Work instruction> In the material below, find the line with "photograph, with integer pixel coordinates." and the line with "Query: wooden beam", then output those two lines and every line between them, exactly.

Data to process below:

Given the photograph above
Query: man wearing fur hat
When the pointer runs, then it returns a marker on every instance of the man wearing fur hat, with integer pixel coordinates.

End of Data to process.
Data to process below:

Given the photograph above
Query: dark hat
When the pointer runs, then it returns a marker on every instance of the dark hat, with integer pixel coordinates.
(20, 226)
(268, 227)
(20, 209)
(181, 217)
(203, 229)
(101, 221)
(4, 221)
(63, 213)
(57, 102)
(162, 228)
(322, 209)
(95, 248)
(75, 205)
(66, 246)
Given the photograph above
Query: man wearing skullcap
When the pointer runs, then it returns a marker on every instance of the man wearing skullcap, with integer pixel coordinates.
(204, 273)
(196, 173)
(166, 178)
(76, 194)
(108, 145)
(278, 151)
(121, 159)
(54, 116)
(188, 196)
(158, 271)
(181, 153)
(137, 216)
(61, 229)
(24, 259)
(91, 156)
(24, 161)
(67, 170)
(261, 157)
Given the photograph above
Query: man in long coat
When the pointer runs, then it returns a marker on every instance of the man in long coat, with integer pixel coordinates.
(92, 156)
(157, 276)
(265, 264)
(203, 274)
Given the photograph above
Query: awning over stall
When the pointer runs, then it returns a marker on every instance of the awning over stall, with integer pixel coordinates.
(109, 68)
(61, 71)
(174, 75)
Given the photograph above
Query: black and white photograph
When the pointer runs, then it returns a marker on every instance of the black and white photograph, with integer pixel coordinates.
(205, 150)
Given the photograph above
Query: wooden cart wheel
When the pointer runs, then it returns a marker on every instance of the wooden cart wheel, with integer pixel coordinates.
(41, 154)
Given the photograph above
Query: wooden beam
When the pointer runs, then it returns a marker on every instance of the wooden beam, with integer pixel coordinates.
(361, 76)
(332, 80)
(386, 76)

End of Data to process.

Answer to the problem>
When the pointer runs, then it returns a marker on every instance of the black and white photograph, with integer pixel coordinates.
(205, 150)
Given the photograph above
Query: wooden cart wheel
When the pointer runs, then it returns a marker on every instance of the wooden cart wheel, with integer pixel coordinates.
(41, 154)
Given the photograph above
Query: wooden beam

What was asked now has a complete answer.